Aufgabenliste>
[A] Wann unterzeichnete Washington laut dem Text über Afghanistan das Abkommen mit den Taliban, das als Doha-Deal bezeichnet wird?
[B] Fassen Sie den Absatz im Text über Afghanistan, der mit „Dann kamen die“ beginnt, kürzer zusammen und behalten Sie dabei seine wichtigsten Aussagen bei.
[C] Schreiben Sie den Text über Afghanistan im Anschluss an seinen letzten Satz weiter.

Wird für die Frauen in Afghanistan alles besser, weil Deutschland jetzt eine feministische Außenpolitik betreiben möchte? Offenbar nicht, erklärt Emran Feroz.
Wir erinnern uns an den August 2021: Während die NATO-Truppen chaotisch und besiegt Afghanistan verließen, zogen die militant-islamistischen Taliban zwanzig Jahre nach ihrem Sturz abermals in Kabul ein und übernahmen die Macht in der afghanischen Hauptstadt. Viele westliche Journalisten schworen sich daraufhin, Afghanistan nicht abermals zu vergessen, sondern einen kritischen Blick auf die Situation im Land zu bewahren.
Dies war auch in zahlreichen deutschen Medienhäusern der Fall, die plötzlich ungewohnt viele Ressourcen lockermachten und ihre Korrespondenten an den Hindukusch entsandten.
„We just want to get out“
Dann kamen die Bundestageswahlen. Trotz der Tatsache, dass weiterhin ungewohnt viele Berichte in der hiesigen Berichterstattung zu finden waren, war das westliche Scheitern in Afghanistan schnell vergessen. Hinzu kam, dass der Blick auf das Land in vielen Fällen kein selbstkritischer war. Stattdessen hing man sich abermals in gewohnt orientalistischer Art an die gewohnten Floskeln auf: Taliban. Frauenunterdrückung. Steinzeitislamismus.
Dabei hätte man glatt vergessen können, dass es Washington selbst war, das im Jahr zuvor, sprich, im Februar 2020, mit den militanten Frauenhassern ein politisches Abkommen unterzeichnet hat, den Doha-Deal, der jahrelang im Golfemirat Katar ausgehandelt wurde. Der Deal wurde nicht nur von den Amerikanern mitgetragen, sondern auch von allen anderen NATO-Partnern, einschließlich Deutschlands, das 2001 in den Antiterror-Kreuzzug George W. Bushs mitgezogen ist.
Wohlgemerkt, was Ende 2001 geschah, passierte gewiss nicht aus ideologischen Gründen, sondern weil man irgendwie einfach musste. Ein fragwürdiger NATO-Bündnisfall – kein einziger Afghane war an die Anschläge des 11. Septembers 2001 beteiligt – sowie der allgemeine Kriegstenor führten dazu. Ähnliches war auch im Kontext des Abzugs der Fall. Man musste Afghanistan verlassen, weil Washington wortwörtlich keinen Bock mehr hatte. „We just want to get out“, sagte mir ein Grenzbeamter am Flughafen Chicago, als ich im Jahr 2018 zuletzt die USA besuchte. Natürlich wollte er mich, einen muslimischen Mann afghanischer Abstammung, der obendrein noch alleine reist, kurz „verhören“. Doch aus der Befragung wurde ein ehrliches Gespräch, indem ich ihm meine eindeutige Meinung über das amerikanische Scheitern im „längsten Krieg“ mitteilte. Er stimmte mir zu und brachte mit seiner Antwort die damalige Stimmung innerhalb der Gesellschaft auf den Punkt.

Vorliegende Einträge>
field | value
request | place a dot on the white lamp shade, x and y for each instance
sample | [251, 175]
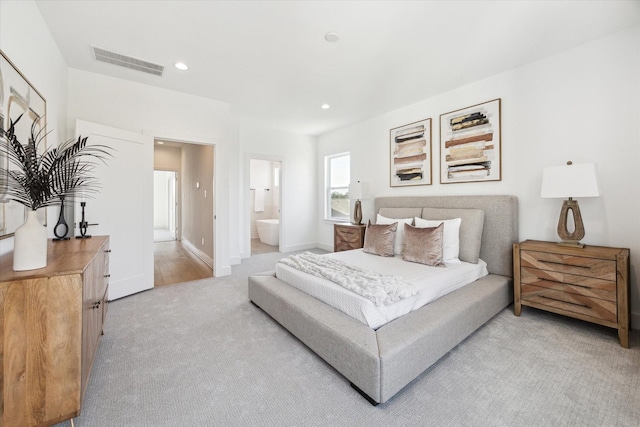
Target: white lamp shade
[355, 190]
[569, 181]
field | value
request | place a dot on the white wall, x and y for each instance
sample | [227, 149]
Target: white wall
[581, 105]
[298, 192]
[38, 58]
[167, 115]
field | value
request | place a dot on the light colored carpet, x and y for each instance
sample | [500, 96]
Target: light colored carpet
[200, 354]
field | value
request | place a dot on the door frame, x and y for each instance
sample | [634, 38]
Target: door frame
[218, 268]
[247, 199]
[178, 201]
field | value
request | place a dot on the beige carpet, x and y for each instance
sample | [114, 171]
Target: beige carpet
[200, 354]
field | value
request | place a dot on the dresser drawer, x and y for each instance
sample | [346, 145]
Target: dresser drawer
[581, 285]
[570, 302]
[589, 283]
[571, 264]
[348, 237]
[348, 234]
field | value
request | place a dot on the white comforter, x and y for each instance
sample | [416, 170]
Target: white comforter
[431, 283]
[379, 288]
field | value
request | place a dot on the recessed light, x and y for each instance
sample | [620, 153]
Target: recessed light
[332, 37]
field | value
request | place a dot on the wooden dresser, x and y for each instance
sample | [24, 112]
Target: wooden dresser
[348, 236]
[50, 323]
[590, 283]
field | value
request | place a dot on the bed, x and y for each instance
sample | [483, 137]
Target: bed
[380, 362]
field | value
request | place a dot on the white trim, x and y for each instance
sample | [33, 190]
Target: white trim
[197, 252]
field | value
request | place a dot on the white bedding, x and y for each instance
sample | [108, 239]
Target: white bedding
[432, 283]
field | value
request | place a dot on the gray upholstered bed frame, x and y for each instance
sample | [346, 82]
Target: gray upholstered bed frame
[379, 363]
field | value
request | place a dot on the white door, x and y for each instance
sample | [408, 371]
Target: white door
[123, 209]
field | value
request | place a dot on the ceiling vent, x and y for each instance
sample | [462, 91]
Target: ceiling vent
[127, 61]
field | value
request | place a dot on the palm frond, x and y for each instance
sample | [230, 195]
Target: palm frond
[36, 177]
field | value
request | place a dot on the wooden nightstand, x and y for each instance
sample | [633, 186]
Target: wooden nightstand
[590, 283]
[348, 236]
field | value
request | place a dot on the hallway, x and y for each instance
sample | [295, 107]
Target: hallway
[173, 263]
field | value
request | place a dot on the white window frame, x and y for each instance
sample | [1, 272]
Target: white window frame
[328, 189]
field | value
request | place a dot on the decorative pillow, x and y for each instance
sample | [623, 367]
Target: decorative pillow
[424, 245]
[451, 236]
[379, 239]
[399, 245]
[470, 229]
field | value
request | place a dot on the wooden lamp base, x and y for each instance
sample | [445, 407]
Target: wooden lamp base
[570, 238]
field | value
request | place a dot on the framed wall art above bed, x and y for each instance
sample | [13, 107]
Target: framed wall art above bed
[471, 144]
[17, 97]
[410, 154]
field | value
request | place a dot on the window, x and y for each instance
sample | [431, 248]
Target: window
[337, 173]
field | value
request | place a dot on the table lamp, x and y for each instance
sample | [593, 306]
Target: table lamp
[568, 182]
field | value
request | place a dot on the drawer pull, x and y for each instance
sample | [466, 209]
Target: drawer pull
[586, 267]
[565, 302]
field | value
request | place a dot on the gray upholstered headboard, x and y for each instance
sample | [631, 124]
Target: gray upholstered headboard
[500, 230]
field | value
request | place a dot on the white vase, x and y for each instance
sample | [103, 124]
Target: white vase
[30, 244]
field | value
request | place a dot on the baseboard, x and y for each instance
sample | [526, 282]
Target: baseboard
[197, 252]
[296, 248]
[635, 321]
[327, 248]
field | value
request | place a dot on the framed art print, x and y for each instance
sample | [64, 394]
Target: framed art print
[17, 98]
[470, 144]
[410, 154]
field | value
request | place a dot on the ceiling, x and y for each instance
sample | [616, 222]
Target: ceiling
[270, 61]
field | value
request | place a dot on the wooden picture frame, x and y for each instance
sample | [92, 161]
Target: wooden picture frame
[410, 154]
[17, 96]
[471, 144]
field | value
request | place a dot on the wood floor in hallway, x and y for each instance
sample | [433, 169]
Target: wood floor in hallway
[173, 263]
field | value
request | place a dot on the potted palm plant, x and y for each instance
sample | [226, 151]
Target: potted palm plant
[37, 177]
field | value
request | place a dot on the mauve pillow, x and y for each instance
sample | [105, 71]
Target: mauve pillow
[399, 245]
[423, 245]
[379, 239]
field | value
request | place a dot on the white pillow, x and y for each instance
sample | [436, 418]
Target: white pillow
[399, 245]
[451, 237]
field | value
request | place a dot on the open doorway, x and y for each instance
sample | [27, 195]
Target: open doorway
[183, 212]
[264, 205]
[164, 206]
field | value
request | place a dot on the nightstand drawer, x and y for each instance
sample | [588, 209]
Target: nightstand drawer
[570, 302]
[589, 283]
[347, 237]
[348, 234]
[571, 264]
[581, 285]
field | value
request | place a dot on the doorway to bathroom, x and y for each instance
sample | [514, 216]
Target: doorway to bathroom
[265, 205]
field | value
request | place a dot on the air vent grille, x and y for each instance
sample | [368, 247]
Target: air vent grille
[127, 61]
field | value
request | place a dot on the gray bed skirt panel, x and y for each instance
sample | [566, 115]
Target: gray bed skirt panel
[412, 343]
[380, 363]
[345, 343]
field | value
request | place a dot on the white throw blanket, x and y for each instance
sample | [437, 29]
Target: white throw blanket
[378, 288]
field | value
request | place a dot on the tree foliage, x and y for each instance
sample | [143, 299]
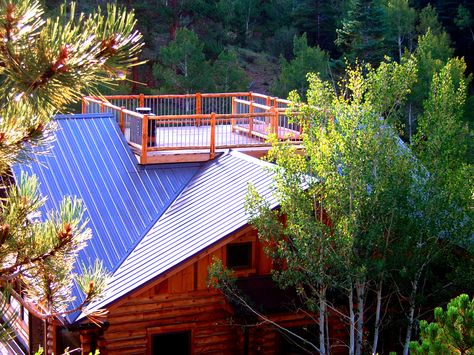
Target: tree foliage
[452, 331]
[293, 74]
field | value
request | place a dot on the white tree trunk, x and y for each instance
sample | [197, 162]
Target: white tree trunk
[322, 320]
[411, 313]
[351, 321]
[377, 318]
[360, 292]
[410, 122]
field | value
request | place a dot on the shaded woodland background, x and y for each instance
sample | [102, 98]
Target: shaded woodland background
[258, 36]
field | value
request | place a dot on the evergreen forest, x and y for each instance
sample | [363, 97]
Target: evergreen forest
[375, 220]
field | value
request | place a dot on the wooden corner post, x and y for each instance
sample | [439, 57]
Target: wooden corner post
[250, 118]
[212, 153]
[234, 111]
[198, 108]
[274, 120]
[143, 156]
[122, 120]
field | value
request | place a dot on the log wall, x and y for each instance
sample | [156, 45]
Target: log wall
[182, 302]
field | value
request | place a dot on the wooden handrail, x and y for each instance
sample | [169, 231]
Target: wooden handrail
[142, 134]
[212, 147]
[144, 139]
[246, 102]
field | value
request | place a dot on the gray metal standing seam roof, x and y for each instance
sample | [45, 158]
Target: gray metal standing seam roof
[90, 159]
[209, 208]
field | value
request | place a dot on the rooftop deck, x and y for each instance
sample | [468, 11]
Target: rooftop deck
[194, 127]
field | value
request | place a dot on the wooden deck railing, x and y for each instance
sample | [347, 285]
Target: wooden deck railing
[196, 123]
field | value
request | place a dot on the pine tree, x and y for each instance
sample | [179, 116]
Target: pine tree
[362, 33]
[182, 66]
[293, 74]
[45, 65]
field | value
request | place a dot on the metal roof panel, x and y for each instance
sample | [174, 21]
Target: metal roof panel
[90, 159]
[209, 208]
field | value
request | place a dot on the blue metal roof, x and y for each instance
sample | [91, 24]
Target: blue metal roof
[90, 159]
[209, 208]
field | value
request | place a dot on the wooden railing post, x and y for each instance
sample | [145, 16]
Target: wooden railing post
[274, 120]
[198, 108]
[234, 111]
[250, 118]
[212, 153]
[122, 120]
[143, 157]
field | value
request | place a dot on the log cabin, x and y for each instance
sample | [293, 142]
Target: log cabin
[164, 189]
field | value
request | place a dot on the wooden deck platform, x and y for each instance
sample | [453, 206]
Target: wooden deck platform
[194, 127]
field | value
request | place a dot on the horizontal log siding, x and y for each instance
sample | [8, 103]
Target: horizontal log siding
[183, 301]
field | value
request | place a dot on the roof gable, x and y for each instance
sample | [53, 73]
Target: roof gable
[90, 159]
[208, 209]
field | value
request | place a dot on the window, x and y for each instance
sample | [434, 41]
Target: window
[239, 255]
[175, 343]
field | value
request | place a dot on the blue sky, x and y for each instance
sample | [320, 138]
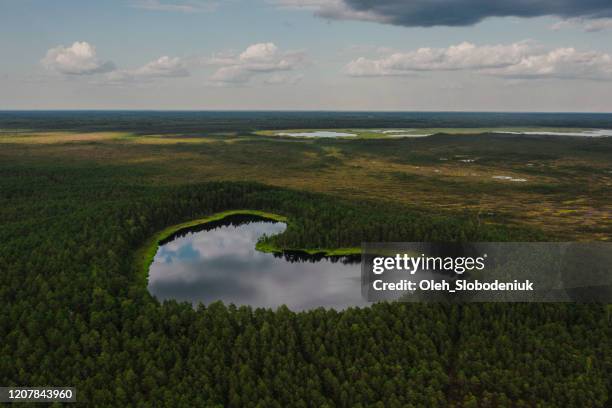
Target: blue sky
[542, 55]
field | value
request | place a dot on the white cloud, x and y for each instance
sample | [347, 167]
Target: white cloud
[184, 6]
[519, 60]
[163, 67]
[588, 25]
[257, 59]
[564, 63]
[78, 59]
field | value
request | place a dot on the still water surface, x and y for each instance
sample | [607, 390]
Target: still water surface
[218, 261]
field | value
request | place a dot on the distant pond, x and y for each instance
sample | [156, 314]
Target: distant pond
[218, 261]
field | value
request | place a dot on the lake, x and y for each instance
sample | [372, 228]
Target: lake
[218, 261]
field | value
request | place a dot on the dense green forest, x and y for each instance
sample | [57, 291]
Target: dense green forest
[76, 312]
[75, 208]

Antworten je Aufgabe>
[A] Im Februar 2020.

[B] Nach den Bundestagswahlen war das westliche Scheitern in Afghanistan schnell vergessen, obwohl weiterhin viele Berichte erschienen. Der Blick auf das Land war oft nicht selbstkritisch. Stattdessen griff man in orientalistischer Art auf die gewohnten Floskeln zurück: Taliban, Frauenunterdrückung, Steinzeitislamismus.

[C]
Von einer Aufarbeitung ist man bis heute weit entfernt
Dieser Stimmung konnte man sich auch in Berlin nicht entziehen. Dort wusste man ohnehin nicht mehr, was der Sinn und Zweck des Bundeswehreinsatzes am Hindukusch war. Die meiste Zeit verbrachten die Truppen nämlich hinter den Mauern des Camp Marmal bei Mazar-e Sharif, wo man etwa unter anderem ausländische Journalisten empfing, die im Anschluss aufgrund von „Sicherheitsbedenken“ nicht die Basis verlassen durften. Es war auch diese Art des „embedded journalism“, die zu einer völlig verzerrten Wahrnehmung des Krieges geführt hat. Die Schauplätze westlicher Kriegsverbrechen, die in Afghanistan tagtäglich stattfanden, wurden kaum aufgesucht. Wie diese ausgesehen haben, wurde auch in den chaotischen Tagen des Abzugs deutlich als die Hellfire-Raketen einer US-Drohne in Kabul einschlugen und zehn Zivilisten, darunter sieben Kinder, töteten. Entgegen der Narrative des Weißen Hauses war das Ziel des Angriffs, Emal Ahmadi, kein IS-Terrorist, sondern für eine amerikanische NGO tätig.
Die darauffolgende „Einsicht“ („We made a mistake.“) des Pentagons gab es nur, weil zahlreiche Journalisten den Tatort, der mitten in der Hauptstadt lag, aufsuchen konnten. Gegenteiliges war in den Jahren zuvor der Fall. Drohnen-Angriffe, nächtliche Razzien, die mit brutalen Hinrichtungen endeten, oder Flächenbombardements fanden meist in entlegenen Regionen des Landes, meist weit weg von der Kabuler „Green Zone“ statt, und kosteten Tausenden von Menschen das Leben. Menschen, deren Namen wir nicht kennen, weil sie in den Statistiken westlicher Militärs oder Thinktanks als „militante Kämpfer“ oder „Terrorverdächtige“ untergegangen sind.
Von der Aufarbeitung dieser Verbrechen ist man bis heute weit entfernt. Dies betrifft auch Deutschland, welches sich nicht nur am Krieg in Afghanistan beteiligte, sondern weiterhin im globalen Drohnenkrieg der USA aufgrund von Ramstein eine wichtige Rolle einnimmt – und darüber nicht sprechen will. Ohne die Satellitenrelaisstation in der Pfalz wäre auch der verheerende Angriff auf Emal Ahmadi und seine Familie nicht möglich gewesen. Doch heute, sprich, im Jahr 2023, soll es nicht mehr um diese Dinge gehen. Sie wurden verdrängt und vergessen und selbst in der eigens für den Afghanistan-Einsatz einberufenen Enquete-Kommission selten bis gar nicht aufgerollt.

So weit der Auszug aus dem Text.